■ **GIVEN REQUEST**:
Reproduce all the entries precisely.

■ **EXERCISE MATERIAL**:
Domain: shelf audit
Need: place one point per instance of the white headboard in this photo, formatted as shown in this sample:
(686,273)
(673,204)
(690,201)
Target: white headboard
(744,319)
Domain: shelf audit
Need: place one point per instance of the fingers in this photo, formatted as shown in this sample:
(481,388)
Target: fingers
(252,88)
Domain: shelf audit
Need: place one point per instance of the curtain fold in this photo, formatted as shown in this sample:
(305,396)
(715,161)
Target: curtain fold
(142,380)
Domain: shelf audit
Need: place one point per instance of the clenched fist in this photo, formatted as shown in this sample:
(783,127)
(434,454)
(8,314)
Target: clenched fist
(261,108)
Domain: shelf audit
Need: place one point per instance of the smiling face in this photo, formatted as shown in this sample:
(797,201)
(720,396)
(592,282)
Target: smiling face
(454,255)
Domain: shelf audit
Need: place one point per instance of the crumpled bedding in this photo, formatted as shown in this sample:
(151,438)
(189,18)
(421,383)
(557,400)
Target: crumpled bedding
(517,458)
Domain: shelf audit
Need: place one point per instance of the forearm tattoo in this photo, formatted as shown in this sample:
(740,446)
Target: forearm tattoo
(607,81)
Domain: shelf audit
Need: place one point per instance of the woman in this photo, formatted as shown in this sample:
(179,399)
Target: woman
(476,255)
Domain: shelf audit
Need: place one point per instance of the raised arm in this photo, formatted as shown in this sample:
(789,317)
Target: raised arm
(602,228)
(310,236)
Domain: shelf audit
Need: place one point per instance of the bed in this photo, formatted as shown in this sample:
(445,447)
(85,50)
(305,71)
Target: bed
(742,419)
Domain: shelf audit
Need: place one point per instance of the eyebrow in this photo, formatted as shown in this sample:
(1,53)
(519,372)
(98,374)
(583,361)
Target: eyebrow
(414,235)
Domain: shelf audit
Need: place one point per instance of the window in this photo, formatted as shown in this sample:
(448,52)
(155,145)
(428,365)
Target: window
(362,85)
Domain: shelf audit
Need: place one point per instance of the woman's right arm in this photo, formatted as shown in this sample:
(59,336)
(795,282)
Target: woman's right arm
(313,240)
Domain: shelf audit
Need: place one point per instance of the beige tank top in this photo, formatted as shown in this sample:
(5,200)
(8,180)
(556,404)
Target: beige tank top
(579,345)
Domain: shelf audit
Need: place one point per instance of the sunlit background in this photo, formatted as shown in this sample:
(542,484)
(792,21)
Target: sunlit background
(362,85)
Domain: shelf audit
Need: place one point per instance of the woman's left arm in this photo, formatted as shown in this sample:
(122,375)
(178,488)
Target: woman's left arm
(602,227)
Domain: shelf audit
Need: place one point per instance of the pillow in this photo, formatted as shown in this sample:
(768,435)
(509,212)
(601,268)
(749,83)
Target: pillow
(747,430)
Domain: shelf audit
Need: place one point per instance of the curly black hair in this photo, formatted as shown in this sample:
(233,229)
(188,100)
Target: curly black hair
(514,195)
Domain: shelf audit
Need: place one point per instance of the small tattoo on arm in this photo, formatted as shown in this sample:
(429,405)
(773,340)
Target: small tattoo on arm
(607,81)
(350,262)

■ **THE COMPLETED TASK**:
Domain: shelf audit
Need: place one point per instance of the white headboard in this photo, formatted as shown in this sample:
(686,273)
(673,204)
(690,201)
Target: white headboard
(744,319)
Domain: shelf audit
Need: place one point per instance of the fingers in this photo, formatted as shown in this sample:
(481,388)
Target: fingers
(252,88)
Domain: shelf audit
Need: place one point per instance of the curtain fold in this photo, formatted as shown in this sample:
(305,396)
(715,161)
Target: curtain fold
(142,380)
Domain: shelf audit
Need: place one point per instance of the clenched fist in this photo, formatted as shown in this sample:
(783,127)
(434,454)
(8,314)
Target: clenched fist
(261,108)
Domain: shelf audit
Need: place one point per instance of the smiling face in this photo, formatted as shown in this sample:
(797,201)
(720,396)
(592,282)
Target: smiling face
(454,255)
Domain: shelf audit
Need: place one point per instance of the crumpled bedding in this photo, formatted as shown in this sample:
(151,438)
(189,18)
(421,383)
(557,400)
Target: crumpled bedding
(517,458)
Domain: shelf audit
Need: place one point per instance of the forearm tattoo in this photo, formatted as shown in this sample:
(740,446)
Target: forearm tattoo
(607,81)
Domain: shelf audit
Need: place one point per instance of the woman in this photo, formatted as shown in this sample:
(179,399)
Target: woman
(476,255)
Domain: shelf audit
Need: place one point per instance of the raised arm in this photo, formatted as shown in this sample:
(789,317)
Target: raised arm
(602,228)
(310,236)
Domain: shelf audit
Need: place one point per instance of the bed in this photo, formatted as shown in this sample:
(445,447)
(85,50)
(305,71)
Target: bed
(742,419)
Domain: shelf audit
Need: place one point per instance of the eyebrow in this photo, formatted as shown in this sample:
(1,53)
(519,372)
(98,374)
(583,361)
Target: eyebrow
(414,235)
Domain: shelf audit
Need: place one point per instance of the window in this photo, formatted as shown in this sample:
(448,52)
(155,145)
(428,365)
Target: window
(362,85)
Domain: shelf audit
Need: place one point per instance of the woman's right arm in this photo, formatted as shown in this sample:
(59,336)
(795,282)
Target: woman's right arm
(313,240)
Domain: shelf audit
Need: place one point per instance of the beige tank top in this photo, formatted as shown in this sample:
(5,200)
(8,180)
(556,404)
Target: beige tank top
(579,345)
Domain: shelf audit
Need: place one point per instance of the sunlit background in this photo, formatted as shown in this sample:
(542,484)
(792,21)
Target: sunlit background
(362,85)
Domain: shelf audit
Need: place one point per instance of the woman's left arm in this photo, formatted as shown in this sample:
(122,375)
(178,488)
Target: woman's left arm
(602,227)
Domain: shelf audit
Need: place one point per instance of the pillow in this photo, formatted as shown in this sample:
(768,435)
(509,212)
(601,268)
(749,83)
Target: pillow
(747,430)
Domain: shelf audit
Need: place one point per instance of the curly black hair in this photo, formatted as shown in this sample:
(233,229)
(188,100)
Target: curly black hair
(514,195)
Domain: shelf audit
Need: place one point per instance of the small tattoo on arm in this photo, formatted as shown in this sample:
(429,405)
(773,340)
Target: small tattoo on arm
(607,81)
(350,262)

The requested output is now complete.